# Instruction
Below are some records; reproduce every one of them exactly.

# Excerpted records

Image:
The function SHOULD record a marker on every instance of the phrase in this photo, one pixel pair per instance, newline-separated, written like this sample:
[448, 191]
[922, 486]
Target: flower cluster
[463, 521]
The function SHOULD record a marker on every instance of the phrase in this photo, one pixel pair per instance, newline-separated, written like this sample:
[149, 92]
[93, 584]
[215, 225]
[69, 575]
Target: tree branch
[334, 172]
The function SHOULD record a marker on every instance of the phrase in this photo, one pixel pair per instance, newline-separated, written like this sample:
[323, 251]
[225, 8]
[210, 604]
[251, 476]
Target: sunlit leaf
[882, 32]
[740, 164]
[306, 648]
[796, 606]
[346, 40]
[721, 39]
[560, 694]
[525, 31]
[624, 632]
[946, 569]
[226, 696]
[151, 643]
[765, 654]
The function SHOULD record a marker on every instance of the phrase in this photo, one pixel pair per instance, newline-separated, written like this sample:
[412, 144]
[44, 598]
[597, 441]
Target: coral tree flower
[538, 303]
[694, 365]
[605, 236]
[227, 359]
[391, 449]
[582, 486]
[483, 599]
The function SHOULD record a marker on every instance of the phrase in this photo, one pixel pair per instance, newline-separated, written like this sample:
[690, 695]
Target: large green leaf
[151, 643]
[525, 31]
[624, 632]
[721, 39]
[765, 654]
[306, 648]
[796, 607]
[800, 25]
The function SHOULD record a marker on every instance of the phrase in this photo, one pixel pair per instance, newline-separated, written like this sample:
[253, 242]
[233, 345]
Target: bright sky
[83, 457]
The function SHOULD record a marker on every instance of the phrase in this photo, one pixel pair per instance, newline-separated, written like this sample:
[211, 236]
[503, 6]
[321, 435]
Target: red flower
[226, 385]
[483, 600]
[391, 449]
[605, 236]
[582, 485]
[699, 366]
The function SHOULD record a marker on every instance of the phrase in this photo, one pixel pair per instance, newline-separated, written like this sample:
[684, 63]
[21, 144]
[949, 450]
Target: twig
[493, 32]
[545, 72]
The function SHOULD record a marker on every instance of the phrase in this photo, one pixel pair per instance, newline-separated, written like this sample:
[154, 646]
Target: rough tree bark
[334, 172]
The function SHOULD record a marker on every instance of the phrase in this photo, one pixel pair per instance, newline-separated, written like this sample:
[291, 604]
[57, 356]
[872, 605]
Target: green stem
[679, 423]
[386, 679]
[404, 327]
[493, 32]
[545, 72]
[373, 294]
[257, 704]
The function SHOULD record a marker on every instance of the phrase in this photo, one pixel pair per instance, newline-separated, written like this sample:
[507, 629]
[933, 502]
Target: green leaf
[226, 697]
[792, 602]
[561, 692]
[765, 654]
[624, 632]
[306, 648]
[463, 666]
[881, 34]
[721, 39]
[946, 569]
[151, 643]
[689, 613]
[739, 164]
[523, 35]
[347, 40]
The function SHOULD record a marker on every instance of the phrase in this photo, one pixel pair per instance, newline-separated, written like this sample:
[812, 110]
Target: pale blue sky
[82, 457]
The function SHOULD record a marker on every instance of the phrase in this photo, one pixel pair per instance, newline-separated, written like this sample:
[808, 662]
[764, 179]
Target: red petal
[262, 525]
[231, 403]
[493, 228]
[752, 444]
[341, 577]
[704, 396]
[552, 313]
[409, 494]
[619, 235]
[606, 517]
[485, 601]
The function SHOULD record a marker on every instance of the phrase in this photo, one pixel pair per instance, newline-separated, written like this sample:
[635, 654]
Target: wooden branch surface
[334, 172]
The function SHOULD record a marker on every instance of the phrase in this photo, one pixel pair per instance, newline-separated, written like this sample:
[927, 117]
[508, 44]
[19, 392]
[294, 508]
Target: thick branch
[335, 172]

# Written answer
Image:
The function SHOULD record a marker on every instance of the phrase in this photo, one pixel pair per instance, newline-separated, written like this sample:
[448, 191]
[922, 486]
Target: flower cluster
[463, 521]
The function SHOULD record a marker on every instance of the phrase in this photo, one pixel pair per instance, newline-separated, written like this sample:
[149, 92]
[93, 584]
[215, 225]
[69, 575]
Target: tree branch
[334, 172]
The function SHOULD record a marker on every instance of the phrase in this photo, one pixel pair per instance, newline-separated, written like this sample:
[323, 251]
[225, 8]
[210, 604]
[251, 476]
Target: sunlit leaf
[882, 32]
[740, 164]
[306, 648]
[796, 606]
[346, 40]
[721, 39]
[560, 694]
[525, 31]
[624, 632]
[946, 569]
[226, 696]
[151, 643]
[765, 654]
The function SHOULD record a marker on every instance of the phrase in this photo, one pixel pair per instance, newline-separated, written like this sample:
[412, 144]
[44, 598]
[597, 441]
Target: coral tree flower
[538, 303]
[694, 365]
[605, 236]
[227, 359]
[391, 449]
[582, 486]
[483, 599]
The function SHOULD record a marker on every instance of the phrase in this photo, one pixel pair per instance, newline-separated, written like this sample:
[690, 695]
Target: large green leaf
[151, 643]
[525, 31]
[624, 632]
[721, 39]
[765, 654]
[306, 648]
[796, 607]
[800, 25]
The function SHOULD record a marker on every instance of the phrase in this photo, one pixel pair per instance, newline-separated, written like this sample:
[253, 242]
[233, 345]
Target: bright sky
[83, 457]
The function SHOULD record a marker on every instance of the phrase in this photo, one pixel pair per instance, newline-separated, written like this sample:
[211, 236]
[503, 6]
[321, 435]
Target: red flower
[226, 385]
[483, 600]
[391, 449]
[605, 236]
[582, 485]
[699, 366]
The function SHOULD record a marker on every instance of the phrase in this photo, one pixel pair per instance, newline-separated, written like this sample:
[684, 63]
[21, 144]
[949, 450]
Target: twig
[493, 32]
[545, 72]
The function SHOULD record a marker on every instance of the phrase in this photo, one pixel pair per instance, newline-separated, written like this sample:
[154, 646]
Target: rough tree bark
[334, 172]
The function SHOULD record a marker on every instance of the phrase in this photo, one pixel pair per instance, newline-separated, written like this sample:
[291, 604]
[57, 356]
[872, 605]
Target: green stem
[679, 423]
[386, 679]
[404, 327]
[493, 32]
[545, 72]
[373, 294]
[257, 704]
The function SHOULD record a marker on every instance of the phrase in this photo, one pixel pair per instance, newline-separated, written like this sample:
[507, 629]
[933, 502]
Target: green leaf
[226, 697]
[792, 602]
[561, 692]
[765, 654]
[624, 632]
[306, 648]
[463, 666]
[881, 34]
[721, 39]
[946, 569]
[151, 643]
[689, 613]
[739, 164]
[523, 35]
[347, 40]
The function SHOULD record a marker on every instance of the phrase in this photo, one pixel pair per instance, newline-separated, written like this sample:
[812, 110]
Target: pale blue sky
[82, 457]
The function SHOULD record a marker on every instance of the phrase in this photo, one pixel pair per instance, newline-separated, written like this sample:
[808, 662]
[764, 179]
Target: red petal
[262, 525]
[231, 403]
[493, 228]
[752, 444]
[341, 577]
[704, 396]
[552, 313]
[409, 494]
[619, 235]
[606, 517]
[485, 601]
The function SHOULD record a marker on every instance of the phrase in this photo, one pixel pair per instance, newline-separated, written like this sample:
[635, 654]
Target: wooden branch surface
[334, 172]
The function SHOULD record a marker on every instance of the phrase in this photo, one pixel pair per instance, newline-separated, written like this sample:
[927, 117]
[508, 44]
[19, 392]
[294, 508]
Target: thick branch
[335, 172]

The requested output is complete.